TASK BRIEF: Show each line of the records below that contains the word "light", copied without change.

MATERIAL:

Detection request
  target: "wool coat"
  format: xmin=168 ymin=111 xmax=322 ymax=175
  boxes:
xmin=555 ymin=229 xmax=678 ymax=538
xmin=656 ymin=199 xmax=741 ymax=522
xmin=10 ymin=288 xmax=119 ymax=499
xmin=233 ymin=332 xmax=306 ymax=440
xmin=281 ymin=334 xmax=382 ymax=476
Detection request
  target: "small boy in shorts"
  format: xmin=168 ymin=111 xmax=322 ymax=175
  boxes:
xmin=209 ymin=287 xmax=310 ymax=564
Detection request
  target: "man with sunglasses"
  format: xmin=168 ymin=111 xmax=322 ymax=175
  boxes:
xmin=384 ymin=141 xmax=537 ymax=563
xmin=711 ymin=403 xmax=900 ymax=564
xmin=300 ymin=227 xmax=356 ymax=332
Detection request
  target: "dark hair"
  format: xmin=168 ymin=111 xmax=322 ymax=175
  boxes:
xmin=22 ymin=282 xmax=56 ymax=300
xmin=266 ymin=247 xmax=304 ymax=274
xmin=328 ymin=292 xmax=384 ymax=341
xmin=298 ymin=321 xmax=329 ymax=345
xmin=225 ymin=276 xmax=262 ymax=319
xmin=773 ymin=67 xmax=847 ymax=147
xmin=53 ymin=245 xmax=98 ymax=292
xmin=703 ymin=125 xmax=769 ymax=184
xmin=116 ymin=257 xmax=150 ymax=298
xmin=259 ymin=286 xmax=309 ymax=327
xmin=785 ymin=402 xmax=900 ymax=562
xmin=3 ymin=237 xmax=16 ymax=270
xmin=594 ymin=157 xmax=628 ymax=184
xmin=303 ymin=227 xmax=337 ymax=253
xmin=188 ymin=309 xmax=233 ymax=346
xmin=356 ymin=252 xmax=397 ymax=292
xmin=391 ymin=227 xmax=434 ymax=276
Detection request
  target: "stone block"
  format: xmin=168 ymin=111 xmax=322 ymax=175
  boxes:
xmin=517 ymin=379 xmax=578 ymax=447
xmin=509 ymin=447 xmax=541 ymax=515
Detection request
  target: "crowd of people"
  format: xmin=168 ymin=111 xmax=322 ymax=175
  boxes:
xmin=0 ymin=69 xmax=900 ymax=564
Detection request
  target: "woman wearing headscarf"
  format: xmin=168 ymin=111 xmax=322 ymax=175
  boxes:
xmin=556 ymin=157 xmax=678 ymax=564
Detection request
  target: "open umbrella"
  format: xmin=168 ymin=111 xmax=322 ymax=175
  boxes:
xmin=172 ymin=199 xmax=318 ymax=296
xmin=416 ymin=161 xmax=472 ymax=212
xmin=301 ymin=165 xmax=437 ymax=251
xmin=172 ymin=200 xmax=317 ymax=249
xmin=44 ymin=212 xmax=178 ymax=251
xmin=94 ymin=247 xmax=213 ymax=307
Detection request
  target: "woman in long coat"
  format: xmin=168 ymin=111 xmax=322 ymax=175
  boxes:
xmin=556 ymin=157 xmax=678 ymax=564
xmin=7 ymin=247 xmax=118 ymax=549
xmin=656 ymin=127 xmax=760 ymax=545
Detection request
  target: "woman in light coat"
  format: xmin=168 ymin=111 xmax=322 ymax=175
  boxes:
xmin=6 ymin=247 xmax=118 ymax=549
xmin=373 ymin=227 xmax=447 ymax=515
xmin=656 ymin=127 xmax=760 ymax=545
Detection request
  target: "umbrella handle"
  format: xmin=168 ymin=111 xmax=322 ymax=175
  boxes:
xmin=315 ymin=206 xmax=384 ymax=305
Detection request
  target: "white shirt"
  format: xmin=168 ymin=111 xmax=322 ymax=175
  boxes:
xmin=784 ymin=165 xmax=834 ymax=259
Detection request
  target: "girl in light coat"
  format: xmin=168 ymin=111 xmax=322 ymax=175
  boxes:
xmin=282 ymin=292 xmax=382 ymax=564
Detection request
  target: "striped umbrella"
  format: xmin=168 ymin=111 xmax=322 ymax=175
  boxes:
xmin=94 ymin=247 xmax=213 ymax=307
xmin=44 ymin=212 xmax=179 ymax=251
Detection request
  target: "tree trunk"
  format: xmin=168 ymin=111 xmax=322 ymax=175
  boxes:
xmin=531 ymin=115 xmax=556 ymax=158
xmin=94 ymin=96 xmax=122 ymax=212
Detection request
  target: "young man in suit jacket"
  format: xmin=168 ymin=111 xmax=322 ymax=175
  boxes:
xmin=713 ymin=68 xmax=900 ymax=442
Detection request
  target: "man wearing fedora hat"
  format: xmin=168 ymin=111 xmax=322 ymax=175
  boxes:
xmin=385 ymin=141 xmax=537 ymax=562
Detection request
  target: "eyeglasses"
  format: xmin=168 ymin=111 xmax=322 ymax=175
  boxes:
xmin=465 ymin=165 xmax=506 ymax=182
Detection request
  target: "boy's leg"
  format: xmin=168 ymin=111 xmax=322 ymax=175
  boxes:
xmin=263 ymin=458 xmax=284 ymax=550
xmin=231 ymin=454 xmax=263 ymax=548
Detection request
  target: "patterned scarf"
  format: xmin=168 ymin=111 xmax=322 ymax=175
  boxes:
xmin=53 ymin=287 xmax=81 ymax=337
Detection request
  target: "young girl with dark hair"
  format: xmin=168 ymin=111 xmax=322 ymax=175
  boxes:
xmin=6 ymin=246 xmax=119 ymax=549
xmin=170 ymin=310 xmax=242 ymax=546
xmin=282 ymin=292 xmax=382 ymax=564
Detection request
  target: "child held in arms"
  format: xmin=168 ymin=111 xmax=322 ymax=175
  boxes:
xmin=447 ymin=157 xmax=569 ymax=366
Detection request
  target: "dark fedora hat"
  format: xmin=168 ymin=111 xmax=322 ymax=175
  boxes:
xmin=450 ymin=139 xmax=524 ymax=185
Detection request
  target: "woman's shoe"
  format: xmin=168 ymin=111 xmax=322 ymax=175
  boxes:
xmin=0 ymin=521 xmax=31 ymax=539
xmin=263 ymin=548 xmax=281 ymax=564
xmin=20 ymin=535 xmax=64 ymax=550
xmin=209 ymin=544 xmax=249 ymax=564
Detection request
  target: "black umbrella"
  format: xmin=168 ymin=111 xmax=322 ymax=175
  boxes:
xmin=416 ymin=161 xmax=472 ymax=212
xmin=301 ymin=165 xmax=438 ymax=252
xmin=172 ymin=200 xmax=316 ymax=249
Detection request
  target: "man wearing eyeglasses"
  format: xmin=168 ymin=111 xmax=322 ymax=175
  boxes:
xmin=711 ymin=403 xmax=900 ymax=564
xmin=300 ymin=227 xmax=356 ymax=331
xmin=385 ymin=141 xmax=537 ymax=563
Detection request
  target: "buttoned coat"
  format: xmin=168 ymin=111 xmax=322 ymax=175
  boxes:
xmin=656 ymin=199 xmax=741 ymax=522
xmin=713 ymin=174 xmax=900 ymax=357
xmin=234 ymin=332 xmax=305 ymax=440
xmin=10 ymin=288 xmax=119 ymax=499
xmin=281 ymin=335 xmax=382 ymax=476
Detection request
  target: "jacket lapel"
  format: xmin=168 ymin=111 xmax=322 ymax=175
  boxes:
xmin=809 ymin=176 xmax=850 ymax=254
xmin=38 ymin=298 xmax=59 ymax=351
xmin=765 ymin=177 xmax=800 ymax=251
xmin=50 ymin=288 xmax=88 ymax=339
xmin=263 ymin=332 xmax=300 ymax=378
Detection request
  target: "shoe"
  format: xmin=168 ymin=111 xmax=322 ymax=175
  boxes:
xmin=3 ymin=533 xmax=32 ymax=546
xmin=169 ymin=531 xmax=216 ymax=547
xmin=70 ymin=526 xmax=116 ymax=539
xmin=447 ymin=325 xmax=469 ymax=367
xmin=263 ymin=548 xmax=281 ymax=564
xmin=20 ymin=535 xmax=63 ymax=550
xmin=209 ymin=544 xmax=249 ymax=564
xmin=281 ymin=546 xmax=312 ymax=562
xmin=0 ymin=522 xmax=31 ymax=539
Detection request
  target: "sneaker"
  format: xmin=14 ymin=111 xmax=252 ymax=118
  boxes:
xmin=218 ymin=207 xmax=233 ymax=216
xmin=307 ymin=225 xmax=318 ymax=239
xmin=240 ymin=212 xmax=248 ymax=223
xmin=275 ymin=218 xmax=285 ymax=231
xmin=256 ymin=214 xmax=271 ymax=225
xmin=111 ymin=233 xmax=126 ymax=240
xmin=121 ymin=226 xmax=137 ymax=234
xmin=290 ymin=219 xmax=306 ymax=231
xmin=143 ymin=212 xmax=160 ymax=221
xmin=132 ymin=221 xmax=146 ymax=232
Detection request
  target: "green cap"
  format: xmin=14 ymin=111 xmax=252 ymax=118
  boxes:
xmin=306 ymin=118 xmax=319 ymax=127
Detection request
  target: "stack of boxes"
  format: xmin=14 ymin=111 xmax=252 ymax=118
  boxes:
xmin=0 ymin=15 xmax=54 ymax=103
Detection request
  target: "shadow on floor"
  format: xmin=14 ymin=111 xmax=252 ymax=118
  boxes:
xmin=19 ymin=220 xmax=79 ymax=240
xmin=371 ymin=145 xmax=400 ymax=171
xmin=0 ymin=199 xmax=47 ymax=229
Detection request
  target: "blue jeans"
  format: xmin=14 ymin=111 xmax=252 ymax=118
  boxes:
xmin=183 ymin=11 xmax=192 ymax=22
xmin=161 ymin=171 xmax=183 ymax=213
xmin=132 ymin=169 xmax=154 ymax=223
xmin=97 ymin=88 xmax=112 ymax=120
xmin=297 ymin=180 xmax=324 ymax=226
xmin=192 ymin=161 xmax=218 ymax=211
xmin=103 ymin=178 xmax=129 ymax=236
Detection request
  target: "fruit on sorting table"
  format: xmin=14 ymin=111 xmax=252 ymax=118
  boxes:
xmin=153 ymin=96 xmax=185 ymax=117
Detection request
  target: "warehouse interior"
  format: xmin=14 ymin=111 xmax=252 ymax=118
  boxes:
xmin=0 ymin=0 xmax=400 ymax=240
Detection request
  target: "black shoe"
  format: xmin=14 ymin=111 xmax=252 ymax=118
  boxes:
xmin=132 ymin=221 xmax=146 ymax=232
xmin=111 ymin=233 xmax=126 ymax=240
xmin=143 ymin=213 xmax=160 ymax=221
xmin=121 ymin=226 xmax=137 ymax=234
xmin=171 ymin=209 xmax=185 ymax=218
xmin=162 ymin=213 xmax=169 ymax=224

THE REPLY:
  target: "woman in light coat"
  target: "girl in light coat"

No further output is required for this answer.